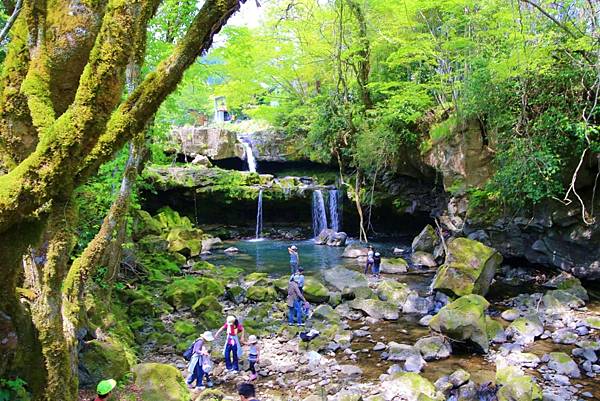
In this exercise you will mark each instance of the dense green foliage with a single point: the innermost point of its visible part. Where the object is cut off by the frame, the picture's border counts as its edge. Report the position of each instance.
(363, 83)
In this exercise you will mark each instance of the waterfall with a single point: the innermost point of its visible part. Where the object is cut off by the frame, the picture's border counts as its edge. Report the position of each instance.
(247, 145)
(334, 210)
(319, 212)
(259, 216)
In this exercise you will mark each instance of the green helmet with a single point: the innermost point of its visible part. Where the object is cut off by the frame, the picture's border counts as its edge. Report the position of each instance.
(106, 386)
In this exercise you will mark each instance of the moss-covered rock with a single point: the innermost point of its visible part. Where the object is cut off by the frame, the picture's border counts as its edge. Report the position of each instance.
(159, 382)
(408, 386)
(207, 303)
(464, 319)
(102, 359)
(186, 291)
(393, 292)
(469, 268)
(261, 294)
(314, 291)
(184, 328)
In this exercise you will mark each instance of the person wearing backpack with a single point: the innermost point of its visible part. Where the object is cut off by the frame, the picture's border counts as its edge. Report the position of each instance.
(200, 364)
(233, 349)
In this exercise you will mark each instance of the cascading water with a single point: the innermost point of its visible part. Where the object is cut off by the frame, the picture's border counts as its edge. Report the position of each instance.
(319, 212)
(334, 210)
(259, 216)
(247, 145)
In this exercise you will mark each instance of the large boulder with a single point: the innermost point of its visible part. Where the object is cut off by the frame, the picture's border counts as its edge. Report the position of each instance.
(342, 278)
(464, 319)
(375, 308)
(469, 268)
(426, 241)
(408, 386)
(315, 291)
(393, 292)
(159, 382)
(101, 359)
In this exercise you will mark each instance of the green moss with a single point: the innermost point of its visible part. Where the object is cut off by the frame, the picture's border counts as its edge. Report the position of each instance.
(261, 294)
(184, 328)
(207, 303)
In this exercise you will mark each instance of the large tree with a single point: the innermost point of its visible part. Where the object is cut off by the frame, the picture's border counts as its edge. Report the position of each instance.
(61, 117)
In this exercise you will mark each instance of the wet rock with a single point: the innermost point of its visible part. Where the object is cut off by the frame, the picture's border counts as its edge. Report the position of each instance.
(564, 336)
(417, 304)
(469, 268)
(464, 319)
(407, 386)
(459, 377)
(414, 363)
(560, 301)
(355, 251)
(159, 382)
(510, 314)
(562, 364)
(525, 329)
(426, 241)
(375, 308)
(393, 292)
(351, 371)
(400, 352)
(424, 259)
(342, 278)
(434, 347)
(394, 265)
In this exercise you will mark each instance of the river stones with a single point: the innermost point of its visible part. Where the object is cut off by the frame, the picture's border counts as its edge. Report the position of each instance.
(407, 386)
(434, 347)
(426, 241)
(514, 385)
(464, 319)
(525, 329)
(425, 259)
(562, 364)
(376, 308)
(469, 268)
(393, 292)
(394, 265)
(342, 278)
(159, 382)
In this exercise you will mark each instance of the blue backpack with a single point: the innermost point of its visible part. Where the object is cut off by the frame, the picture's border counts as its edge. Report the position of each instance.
(187, 354)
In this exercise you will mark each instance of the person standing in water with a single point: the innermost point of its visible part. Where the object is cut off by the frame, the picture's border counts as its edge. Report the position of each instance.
(233, 348)
(370, 260)
(294, 258)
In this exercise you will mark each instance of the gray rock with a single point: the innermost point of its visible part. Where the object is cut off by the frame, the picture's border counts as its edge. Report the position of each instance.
(434, 347)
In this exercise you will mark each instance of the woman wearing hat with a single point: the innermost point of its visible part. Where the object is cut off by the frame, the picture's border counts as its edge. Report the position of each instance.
(233, 349)
(104, 389)
(294, 258)
(253, 355)
(200, 359)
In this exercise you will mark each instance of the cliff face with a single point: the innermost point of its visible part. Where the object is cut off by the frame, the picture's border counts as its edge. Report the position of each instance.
(552, 234)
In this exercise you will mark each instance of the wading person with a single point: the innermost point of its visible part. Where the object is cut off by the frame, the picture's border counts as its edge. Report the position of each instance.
(370, 260)
(295, 302)
(104, 389)
(200, 364)
(294, 258)
(233, 349)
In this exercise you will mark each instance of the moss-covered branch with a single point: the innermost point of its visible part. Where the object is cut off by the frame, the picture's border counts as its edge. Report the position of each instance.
(132, 115)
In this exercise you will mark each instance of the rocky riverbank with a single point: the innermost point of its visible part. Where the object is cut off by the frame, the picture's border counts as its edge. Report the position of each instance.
(409, 335)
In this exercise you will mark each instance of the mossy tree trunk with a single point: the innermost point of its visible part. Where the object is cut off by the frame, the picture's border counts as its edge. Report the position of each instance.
(53, 137)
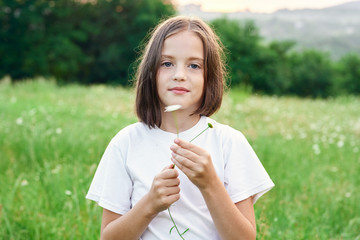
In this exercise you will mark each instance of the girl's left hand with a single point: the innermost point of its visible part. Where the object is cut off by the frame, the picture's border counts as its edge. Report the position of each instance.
(194, 162)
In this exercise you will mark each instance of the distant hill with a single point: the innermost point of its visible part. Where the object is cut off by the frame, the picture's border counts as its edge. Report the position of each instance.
(334, 29)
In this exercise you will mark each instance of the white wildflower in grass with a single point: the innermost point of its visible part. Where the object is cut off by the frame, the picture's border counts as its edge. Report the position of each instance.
(19, 121)
(56, 170)
(316, 149)
(58, 131)
(340, 144)
(24, 183)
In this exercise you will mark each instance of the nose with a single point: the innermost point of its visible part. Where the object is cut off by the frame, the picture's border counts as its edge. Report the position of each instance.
(179, 74)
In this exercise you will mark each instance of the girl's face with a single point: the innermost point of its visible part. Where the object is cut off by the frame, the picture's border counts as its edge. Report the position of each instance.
(180, 76)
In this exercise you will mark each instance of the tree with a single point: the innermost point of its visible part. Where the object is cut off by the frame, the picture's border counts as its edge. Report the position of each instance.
(311, 74)
(348, 74)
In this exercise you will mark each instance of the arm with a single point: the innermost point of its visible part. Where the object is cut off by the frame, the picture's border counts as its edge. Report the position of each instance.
(164, 192)
(233, 221)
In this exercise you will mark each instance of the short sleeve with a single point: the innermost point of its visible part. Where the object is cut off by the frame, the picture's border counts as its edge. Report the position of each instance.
(111, 186)
(245, 176)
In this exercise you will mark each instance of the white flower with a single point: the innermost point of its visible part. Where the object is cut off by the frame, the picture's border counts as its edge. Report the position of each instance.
(24, 183)
(172, 108)
(19, 121)
(58, 131)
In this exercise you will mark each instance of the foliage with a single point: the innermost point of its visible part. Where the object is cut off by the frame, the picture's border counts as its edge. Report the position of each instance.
(51, 141)
(276, 69)
(348, 74)
(85, 41)
(311, 74)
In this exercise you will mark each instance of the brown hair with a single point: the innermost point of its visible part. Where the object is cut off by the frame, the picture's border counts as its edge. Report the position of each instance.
(147, 98)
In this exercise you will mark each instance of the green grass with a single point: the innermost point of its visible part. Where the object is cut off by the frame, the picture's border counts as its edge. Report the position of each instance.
(51, 140)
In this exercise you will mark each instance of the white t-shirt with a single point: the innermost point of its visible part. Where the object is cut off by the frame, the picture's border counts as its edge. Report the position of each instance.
(137, 153)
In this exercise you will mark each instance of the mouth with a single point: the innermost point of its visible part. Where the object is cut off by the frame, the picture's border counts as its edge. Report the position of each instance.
(179, 90)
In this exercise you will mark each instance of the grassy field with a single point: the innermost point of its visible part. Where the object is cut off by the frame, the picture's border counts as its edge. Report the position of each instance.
(51, 140)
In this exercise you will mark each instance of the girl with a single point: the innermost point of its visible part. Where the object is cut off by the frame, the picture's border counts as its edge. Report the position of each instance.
(217, 177)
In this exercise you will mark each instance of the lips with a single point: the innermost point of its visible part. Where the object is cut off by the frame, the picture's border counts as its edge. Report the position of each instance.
(179, 90)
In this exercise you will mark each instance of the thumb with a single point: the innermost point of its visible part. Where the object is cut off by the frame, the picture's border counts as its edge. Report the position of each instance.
(171, 166)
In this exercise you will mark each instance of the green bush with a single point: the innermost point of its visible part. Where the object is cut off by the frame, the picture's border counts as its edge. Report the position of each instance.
(311, 75)
(348, 75)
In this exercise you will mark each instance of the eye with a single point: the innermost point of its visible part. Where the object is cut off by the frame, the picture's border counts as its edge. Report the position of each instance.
(194, 66)
(166, 64)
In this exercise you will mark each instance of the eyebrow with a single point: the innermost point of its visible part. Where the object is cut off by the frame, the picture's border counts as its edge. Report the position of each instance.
(190, 58)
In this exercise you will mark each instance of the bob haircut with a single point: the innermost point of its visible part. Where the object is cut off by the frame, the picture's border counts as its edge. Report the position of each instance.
(147, 98)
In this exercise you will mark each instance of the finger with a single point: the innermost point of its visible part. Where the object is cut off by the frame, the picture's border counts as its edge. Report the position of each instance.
(189, 146)
(172, 182)
(178, 150)
(182, 163)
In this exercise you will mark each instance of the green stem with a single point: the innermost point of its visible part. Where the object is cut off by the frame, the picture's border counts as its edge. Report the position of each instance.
(199, 134)
(175, 224)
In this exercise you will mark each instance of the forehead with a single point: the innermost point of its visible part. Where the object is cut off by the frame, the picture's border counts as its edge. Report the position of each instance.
(183, 44)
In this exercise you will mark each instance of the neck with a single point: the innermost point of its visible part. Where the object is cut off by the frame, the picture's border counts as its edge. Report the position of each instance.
(183, 120)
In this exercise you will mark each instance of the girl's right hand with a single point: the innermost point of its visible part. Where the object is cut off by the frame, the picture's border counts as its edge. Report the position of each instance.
(165, 190)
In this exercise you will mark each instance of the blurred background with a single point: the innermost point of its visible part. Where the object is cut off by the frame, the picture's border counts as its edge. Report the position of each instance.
(66, 88)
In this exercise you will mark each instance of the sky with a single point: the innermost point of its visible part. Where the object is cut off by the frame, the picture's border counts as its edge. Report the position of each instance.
(264, 6)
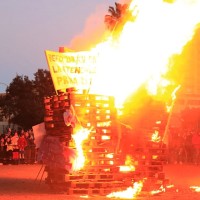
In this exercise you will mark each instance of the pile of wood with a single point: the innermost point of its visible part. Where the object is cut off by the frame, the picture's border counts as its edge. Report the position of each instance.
(101, 173)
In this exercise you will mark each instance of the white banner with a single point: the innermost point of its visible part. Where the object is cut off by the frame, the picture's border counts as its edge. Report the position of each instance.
(71, 69)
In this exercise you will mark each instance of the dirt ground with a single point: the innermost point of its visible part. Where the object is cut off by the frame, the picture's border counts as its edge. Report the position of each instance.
(20, 182)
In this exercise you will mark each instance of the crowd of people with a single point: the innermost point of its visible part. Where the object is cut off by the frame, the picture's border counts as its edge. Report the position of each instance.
(17, 147)
(185, 148)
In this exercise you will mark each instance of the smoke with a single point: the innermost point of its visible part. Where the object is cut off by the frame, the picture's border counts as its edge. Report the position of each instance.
(94, 30)
(92, 33)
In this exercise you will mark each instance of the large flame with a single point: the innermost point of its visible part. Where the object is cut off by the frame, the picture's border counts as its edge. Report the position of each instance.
(141, 53)
(129, 193)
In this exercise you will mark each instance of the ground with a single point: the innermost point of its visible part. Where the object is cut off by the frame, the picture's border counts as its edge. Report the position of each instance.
(20, 182)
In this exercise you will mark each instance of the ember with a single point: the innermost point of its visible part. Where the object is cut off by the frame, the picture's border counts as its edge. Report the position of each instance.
(105, 157)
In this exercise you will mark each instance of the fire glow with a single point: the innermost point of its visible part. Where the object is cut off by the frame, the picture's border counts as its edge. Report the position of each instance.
(129, 193)
(141, 53)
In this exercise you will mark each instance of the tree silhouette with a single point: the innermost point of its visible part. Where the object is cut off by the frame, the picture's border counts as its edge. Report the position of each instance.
(118, 16)
(23, 103)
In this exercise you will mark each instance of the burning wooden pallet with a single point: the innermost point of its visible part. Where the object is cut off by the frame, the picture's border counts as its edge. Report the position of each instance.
(101, 172)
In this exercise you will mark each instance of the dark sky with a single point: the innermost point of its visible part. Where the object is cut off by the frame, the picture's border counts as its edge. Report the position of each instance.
(28, 28)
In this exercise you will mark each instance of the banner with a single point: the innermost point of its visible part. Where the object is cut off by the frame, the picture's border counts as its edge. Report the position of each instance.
(71, 69)
(39, 133)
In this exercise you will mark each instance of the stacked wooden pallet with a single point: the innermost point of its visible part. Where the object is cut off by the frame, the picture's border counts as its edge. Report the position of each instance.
(101, 172)
(150, 165)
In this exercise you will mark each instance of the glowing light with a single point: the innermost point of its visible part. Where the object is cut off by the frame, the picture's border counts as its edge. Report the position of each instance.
(79, 137)
(195, 188)
(129, 193)
(141, 53)
(156, 137)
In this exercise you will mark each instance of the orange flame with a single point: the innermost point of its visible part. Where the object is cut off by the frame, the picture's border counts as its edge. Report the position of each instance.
(195, 188)
(129, 193)
(141, 53)
(156, 137)
(79, 137)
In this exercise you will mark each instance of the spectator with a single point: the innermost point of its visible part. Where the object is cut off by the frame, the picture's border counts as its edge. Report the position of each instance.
(22, 143)
(189, 147)
(9, 149)
(15, 153)
(2, 148)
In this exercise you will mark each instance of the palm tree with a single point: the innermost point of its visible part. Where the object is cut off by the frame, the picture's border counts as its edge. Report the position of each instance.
(117, 17)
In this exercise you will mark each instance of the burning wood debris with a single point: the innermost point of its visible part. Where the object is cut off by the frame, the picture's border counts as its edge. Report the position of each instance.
(87, 149)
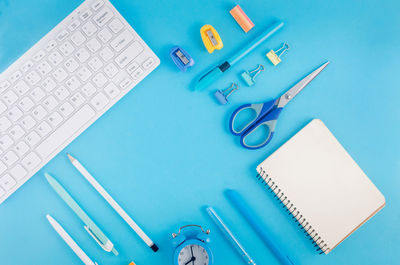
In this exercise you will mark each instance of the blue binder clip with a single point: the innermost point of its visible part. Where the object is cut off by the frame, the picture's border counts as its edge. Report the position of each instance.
(222, 95)
(181, 58)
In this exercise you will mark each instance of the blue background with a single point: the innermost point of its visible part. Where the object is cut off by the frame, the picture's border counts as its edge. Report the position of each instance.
(164, 151)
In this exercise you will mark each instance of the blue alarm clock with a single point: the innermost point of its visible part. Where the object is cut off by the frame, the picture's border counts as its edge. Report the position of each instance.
(191, 246)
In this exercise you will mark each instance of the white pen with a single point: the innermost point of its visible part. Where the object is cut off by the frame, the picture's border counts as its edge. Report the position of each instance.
(70, 242)
(112, 203)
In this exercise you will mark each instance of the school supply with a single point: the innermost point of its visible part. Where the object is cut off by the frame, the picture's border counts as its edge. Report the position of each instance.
(181, 58)
(241, 18)
(63, 84)
(249, 76)
(192, 246)
(112, 203)
(275, 56)
(241, 205)
(216, 72)
(266, 115)
(222, 95)
(211, 39)
(90, 227)
(70, 242)
(321, 186)
(229, 236)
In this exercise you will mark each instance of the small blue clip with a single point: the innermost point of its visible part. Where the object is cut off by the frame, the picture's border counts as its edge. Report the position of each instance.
(222, 95)
(181, 58)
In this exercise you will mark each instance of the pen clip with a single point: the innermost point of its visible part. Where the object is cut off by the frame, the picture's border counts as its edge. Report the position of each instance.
(107, 247)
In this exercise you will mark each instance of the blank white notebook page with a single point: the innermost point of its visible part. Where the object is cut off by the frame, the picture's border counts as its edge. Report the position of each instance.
(324, 183)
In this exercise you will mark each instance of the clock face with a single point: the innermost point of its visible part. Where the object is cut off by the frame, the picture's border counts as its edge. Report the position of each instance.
(193, 255)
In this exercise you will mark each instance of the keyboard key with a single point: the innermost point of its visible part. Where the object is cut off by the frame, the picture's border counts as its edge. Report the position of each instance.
(78, 38)
(129, 54)
(31, 161)
(116, 25)
(121, 40)
(18, 172)
(21, 148)
(104, 35)
(71, 126)
(102, 17)
(7, 182)
(99, 101)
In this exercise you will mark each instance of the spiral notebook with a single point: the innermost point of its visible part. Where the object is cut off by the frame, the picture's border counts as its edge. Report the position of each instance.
(323, 188)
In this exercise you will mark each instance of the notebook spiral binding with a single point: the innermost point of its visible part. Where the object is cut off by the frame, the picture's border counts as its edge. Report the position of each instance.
(301, 221)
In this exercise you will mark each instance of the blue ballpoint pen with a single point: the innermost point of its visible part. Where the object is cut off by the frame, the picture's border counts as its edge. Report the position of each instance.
(90, 226)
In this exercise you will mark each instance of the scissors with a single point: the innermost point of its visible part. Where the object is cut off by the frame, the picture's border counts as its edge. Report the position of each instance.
(267, 114)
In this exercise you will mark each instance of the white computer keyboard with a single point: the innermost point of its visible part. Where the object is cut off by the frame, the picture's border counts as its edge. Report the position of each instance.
(63, 84)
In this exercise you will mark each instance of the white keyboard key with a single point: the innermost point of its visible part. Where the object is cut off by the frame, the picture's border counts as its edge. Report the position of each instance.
(43, 129)
(112, 90)
(77, 100)
(73, 83)
(116, 25)
(21, 148)
(129, 54)
(71, 65)
(126, 83)
(55, 119)
(32, 139)
(44, 68)
(78, 38)
(33, 78)
(111, 70)
(17, 132)
(7, 182)
(103, 16)
(31, 161)
(96, 5)
(66, 48)
(66, 109)
(122, 40)
(88, 89)
(28, 122)
(18, 172)
(82, 54)
(99, 101)
(14, 114)
(104, 35)
(5, 142)
(15, 76)
(9, 97)
(89, 29)
(5, 123)
(59, 74)
(10, 158)
(39, 112)
(21, 88)
(95, 64)
(55, 58)
(50, 45)
(39, 55)
(84, 73)
(100, 80)
(48, 84)
(93, 45)
(50, 103)
(106, 54)
(26, 104)
(37, 94)
(71, 126)
(26, 66)
(61, 93)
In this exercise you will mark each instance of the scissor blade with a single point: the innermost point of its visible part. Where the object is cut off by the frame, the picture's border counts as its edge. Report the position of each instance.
(292, 92)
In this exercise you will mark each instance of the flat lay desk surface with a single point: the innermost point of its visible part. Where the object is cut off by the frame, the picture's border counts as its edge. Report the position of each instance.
(164, 151)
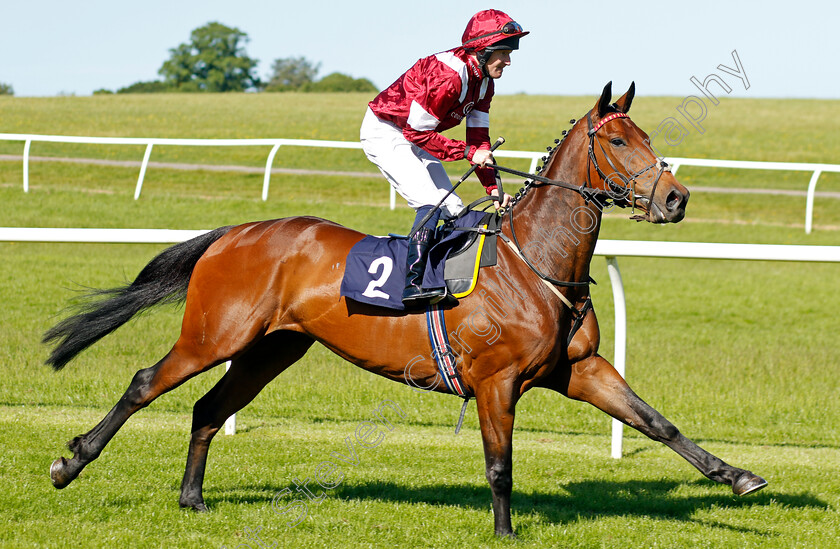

▬▬▬

● Problem requirements
Rewrite everything from the line containing "In this exercise you will mark each instance of the flat" down to the end of the entries as a numbered list, skipping blank lines. Omit the pictures from your answer.

● Task response
1. In this exercise you will mark each instance of the flat lay desk surface with a single point: the innermost point of its visible part. Where the object is cut off by the frame, the picture's border counts as its edge. Report the position of each instance.
2. (164, 151)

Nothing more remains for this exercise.